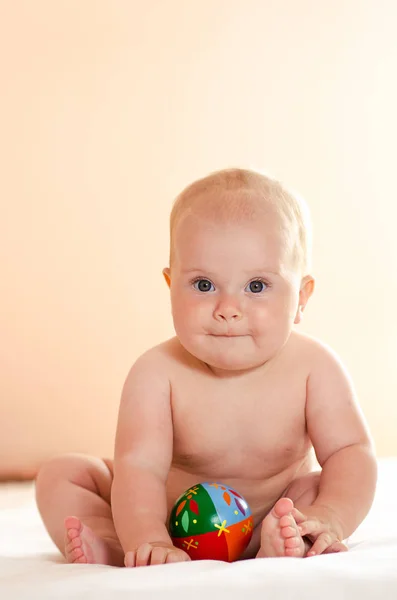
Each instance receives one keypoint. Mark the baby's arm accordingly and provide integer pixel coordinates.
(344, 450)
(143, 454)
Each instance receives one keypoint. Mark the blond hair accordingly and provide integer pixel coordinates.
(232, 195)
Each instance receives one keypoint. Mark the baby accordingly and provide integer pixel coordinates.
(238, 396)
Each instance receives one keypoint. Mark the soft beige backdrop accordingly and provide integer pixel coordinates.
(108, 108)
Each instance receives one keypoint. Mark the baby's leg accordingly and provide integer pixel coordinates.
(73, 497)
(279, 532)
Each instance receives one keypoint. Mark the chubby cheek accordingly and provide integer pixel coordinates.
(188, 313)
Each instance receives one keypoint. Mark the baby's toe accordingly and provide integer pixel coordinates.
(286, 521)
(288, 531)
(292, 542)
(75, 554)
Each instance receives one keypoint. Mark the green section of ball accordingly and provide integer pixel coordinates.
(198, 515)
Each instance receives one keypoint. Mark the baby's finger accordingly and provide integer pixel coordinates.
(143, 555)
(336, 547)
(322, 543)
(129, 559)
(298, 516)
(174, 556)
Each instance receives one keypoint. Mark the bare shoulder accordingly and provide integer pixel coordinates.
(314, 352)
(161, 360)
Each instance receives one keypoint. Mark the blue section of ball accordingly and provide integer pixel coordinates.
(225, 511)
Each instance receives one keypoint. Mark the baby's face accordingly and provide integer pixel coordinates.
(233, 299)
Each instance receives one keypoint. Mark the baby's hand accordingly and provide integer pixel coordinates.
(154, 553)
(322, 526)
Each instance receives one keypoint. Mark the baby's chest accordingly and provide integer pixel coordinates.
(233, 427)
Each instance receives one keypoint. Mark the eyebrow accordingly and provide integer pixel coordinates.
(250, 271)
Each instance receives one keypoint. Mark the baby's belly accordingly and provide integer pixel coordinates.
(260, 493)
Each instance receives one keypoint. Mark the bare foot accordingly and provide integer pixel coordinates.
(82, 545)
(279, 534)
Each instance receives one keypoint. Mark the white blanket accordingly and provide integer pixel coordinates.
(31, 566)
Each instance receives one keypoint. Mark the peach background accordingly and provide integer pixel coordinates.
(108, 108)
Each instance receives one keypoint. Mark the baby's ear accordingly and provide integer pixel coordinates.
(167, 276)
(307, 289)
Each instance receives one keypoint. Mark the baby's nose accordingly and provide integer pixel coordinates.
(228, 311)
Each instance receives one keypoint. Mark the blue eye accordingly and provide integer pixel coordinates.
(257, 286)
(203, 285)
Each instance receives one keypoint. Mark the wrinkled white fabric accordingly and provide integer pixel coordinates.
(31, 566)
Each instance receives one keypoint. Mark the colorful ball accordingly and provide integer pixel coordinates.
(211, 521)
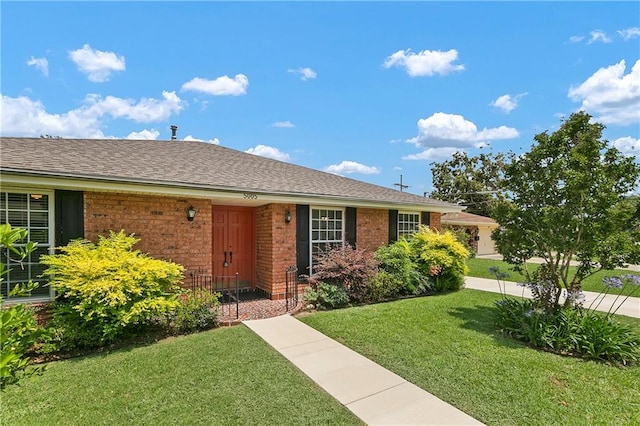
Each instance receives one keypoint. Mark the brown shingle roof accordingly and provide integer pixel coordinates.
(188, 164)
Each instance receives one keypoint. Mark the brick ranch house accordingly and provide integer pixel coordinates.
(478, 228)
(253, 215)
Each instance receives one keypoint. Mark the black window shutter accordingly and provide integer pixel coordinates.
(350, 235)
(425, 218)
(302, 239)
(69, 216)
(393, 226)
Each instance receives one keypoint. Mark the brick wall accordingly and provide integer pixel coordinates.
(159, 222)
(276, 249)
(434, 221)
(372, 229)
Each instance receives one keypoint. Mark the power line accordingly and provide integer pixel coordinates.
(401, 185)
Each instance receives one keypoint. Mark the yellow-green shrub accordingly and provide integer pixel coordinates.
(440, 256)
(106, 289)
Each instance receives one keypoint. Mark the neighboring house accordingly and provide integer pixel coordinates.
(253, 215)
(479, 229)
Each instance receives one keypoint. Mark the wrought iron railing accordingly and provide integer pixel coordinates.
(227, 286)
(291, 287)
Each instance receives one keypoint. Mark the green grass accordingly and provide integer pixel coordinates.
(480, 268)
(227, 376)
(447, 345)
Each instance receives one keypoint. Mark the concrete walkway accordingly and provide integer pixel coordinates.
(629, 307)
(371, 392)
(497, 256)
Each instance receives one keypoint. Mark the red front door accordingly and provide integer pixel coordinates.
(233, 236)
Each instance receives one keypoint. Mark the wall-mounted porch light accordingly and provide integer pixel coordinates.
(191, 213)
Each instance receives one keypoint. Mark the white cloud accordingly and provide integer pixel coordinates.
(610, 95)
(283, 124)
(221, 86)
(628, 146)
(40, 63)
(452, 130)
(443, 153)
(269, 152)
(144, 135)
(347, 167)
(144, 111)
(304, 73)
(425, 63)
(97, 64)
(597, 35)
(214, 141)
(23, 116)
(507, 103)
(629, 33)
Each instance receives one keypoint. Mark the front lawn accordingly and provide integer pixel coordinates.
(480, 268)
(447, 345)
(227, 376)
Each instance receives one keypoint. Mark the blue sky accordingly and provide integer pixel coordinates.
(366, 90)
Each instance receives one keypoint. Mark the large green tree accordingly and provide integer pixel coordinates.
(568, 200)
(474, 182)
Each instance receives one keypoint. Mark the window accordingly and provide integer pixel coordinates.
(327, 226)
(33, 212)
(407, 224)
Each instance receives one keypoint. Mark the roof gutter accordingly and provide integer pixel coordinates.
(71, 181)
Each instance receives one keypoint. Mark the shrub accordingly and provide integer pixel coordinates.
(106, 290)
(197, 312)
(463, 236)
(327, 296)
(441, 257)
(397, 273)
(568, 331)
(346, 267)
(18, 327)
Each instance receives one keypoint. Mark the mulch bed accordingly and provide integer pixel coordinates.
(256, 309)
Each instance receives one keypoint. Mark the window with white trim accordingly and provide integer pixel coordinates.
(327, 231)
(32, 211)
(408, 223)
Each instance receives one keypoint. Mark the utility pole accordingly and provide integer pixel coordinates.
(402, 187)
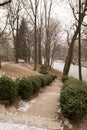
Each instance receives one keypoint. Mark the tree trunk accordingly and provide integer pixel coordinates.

· · · · ·

● YOUR GOAL
Repeat all of the records verbatim, leaving out the pictures.

● SOLUTION BELOW
Each instance receives one keypoint. Mark the baby's arm accordingly and provide integer pixel coordinates.
(344, 450)
(143, 454)
Each instance receives one keypoint. Mark the blond hair accordingly and provide integer pixel coordinates.
(232, 195)
Each instance receives one keypoint. Mark the baby accordingly and provide integer pixel coordinates.
(238, 396)
Each instance receives one keypoint. Mark the soft beige backdrop accordingly and provide integer pixel coordinates.
(108, 108)
Each instance receives one keypoint. Mark the baby's leg accordingly and provide integer pixel coordinates.
(73, 497)
(279, 532)
Each instance receives one keypoint. Mark the chubby cheek accordingly and provide integer pixel coordinates.
(188, 313)
Each instance receives one keypoint. Mark the baby's toe accordingly and provide integer pixel coordinates.
(286, 521)
(288, 531)
(292, 542)
(75, 554)
Each instance receives one keypoint. Mark the green section of ball accordingly and provide integer pixel coordinates.
(198, 515)
Each instance receives one keypoint. Mark the baby's finger accordingly and provide integer pixel coordinates.
(143, 555)
(336, 547)
(322, 543)
(129, 559)
(298, 516)
(174, 556)
Each instance receives one keypoint. Mark the bare shoulder accordingly and provide integer pixel coordinates.
(314, 352)
(161, 360)
Each instance receives one keypoint. Mark the blue section of ball accordingly and provide integer pixel coordinates.
(225, 511)
Each instance receives one keypoint. Mark the baby's face accordingly and provide integer pixel coordinates.
(233, 299)
Each instance receives one keypoint. Mark the baby's hand accordingly and provide integer pixel coordinates.
(154, 553)
(322, 526)
Each instance receives one keypoint. Mark the baby's chest accordingly and provide integer pixel coordinates.
(233, 427)
Each instance receives one keypoint. Mark the eyebrow accordingly and provide integer pixel coordinates.
(250, 271)
Each instance receives one keypoint. Mark the baby's belly accordingly and provide integer pixel coordinates.
(260, 493)
Each instance receives one keypoint. Mark the bare foot accordingly and provide integer pixel coordinates.
(82, 545)
(279, 534)
Each instance receives one keypoint. Mark the white blanket accordingly and provide integer pixel coordinates.
(31, 566)
Each instance receives one keypoint. Mark the peach background accordingly and provide integer pixel coordinates.
(108, 108)
Each instance receives one keypoint. Mark the baby's ear accordingly and provide integer pixel coordinates.
(167, 276)
(307, 289)
Each instance receives one keypoint. Mark the baby's nose accordingly and provide integer pixel coordinates.
(228, 311)
Each instance receives one keypoint. Mark the blue eye accordingly and provide integer pixel coordinates.
(257, 286)
(203, 285)
Each instance receives one keypoint. Mark the wrinkled white fabric accordingly and provide integer pixel coordinates.
(31, 566)
Each instance receives one keypoint. Mark the colorful ball accordingly and provide integer pixel coordinates.
(211, 521)
Each instance receives one keypoint. Mark the brown shingle roof accordingly and provide integer pixel coordinates.
(188, 164)
Each instance receives one keypoint. Mark the brick ranch house accordingly and provide integer pixel coordinates.
(478, 228)
(253, 215)
Each instance receives one keypoint. Mark the black window shutter accordingly and provide integer pixel coordinates.
(350, 235)
(425, 218)
(302, 239)
(69, 216)
(393, 226)
Each instance receives one keypoint. Mark the brick wall accordingly and provide integer pixel coordinates.
(159, 222)
(276, 249)
(434, 221)
(372, 229)
Each instance receives one keypoint. Mark the power line accordingly and provide integer pixel coordinates.
(401, 185)
Each instance receives one keypoint. Mark the yellow-green shrub accordingly and provide integer pixel coordinates.
(440, 256)
(106, 289)
Each instance receives one keypoint. Mark the neighboring house accordingly and provide integer pixel coordinates.
(253, 215)
(479, 229)
Each instance receives one keypoint. Mark the wrought iron railing accordingly and provide integer pixel coordinates.
(227, 286)
(291, 287)
Each instance receives one keypoint. Mark the green grass accordingly and provide integer pixel coordinates.
(480, 268)
(227, 376)
(447, 345)
Each instance receives one keypoint. Mark the concrete walkway accordingly and provide integer pixel coordinates.
(629, 307)
(371, 392)
(497, 256)
Each instance receives one keypoint. Mark the red front door accordingly and provide integer pixel coordinates.
(233, 236)
Each instance receives one keypoint. Mark the wall-mounted porch light accordingly and provide integer pixel coordinates.
(191, 213)
Each instance receives one keypoint. Mark the white cloud accordingly and provide integer pixel coordinates.
(610, 95)
(283, 124)
(221, 86)
(628, 146)
(40, 63)
(452, 130)
(443, 153)
(269, 152)
(144, 135)
(347, 167)
(144, 111)
(304, 73)
(425, 63)
(97, 64)
(597, 35)
(214, 141)
(23, 116)
(507, 103)
(629, 33)
Each instance receives one keypoint. Mark the front lawn accordingly and provide integer pixel coordinates.
(480, 268)
(447, 345)
(227, 376)
Each instance receives one keypoint. Mark the blue sky accordingly and provide integer pixel coordinates.
(366, 90)
Each instance receives one keypoint. Mark the large green tree accordingly and provide integer pixel coordinates.
(568, 200)
(474, 182)
Each instance receives one keypoint. Mark the window accordingly and provide integer pixel coordinates.
(327, 226)
(33, 212)
(407, 224)
Each instance receives one keypoint. Mark the roof gutter accordingly and provide integer pixel coordinates.
(71, 181)
Each instance receives one keypoint. Mark the shrub accordingly and provide integer pixel coordinates.
(106, 290)
(197, 312)
(463, 236)
(327, 296)
(441, 257)
(397, 273)
(568, 331)
(346, 267)
(18, 327)
Each instance receives one keypoint. Mark the mulch bed accordingly and provide integer pixel coordinates.
(256, 309)
Each instance receives one keypoint. Mark the window with white trim accordingly and provide integer pixel coordinates.
(327, 231)
(32, 211)
(408, 223)
Each instance receives one keypoint. Mark the utility pole accordingly and provide integer pixel coordinates.
(402, 187)
Each instance receives one keypoint. Mark the tree trunk accordingly and provide integer pixel coordinates.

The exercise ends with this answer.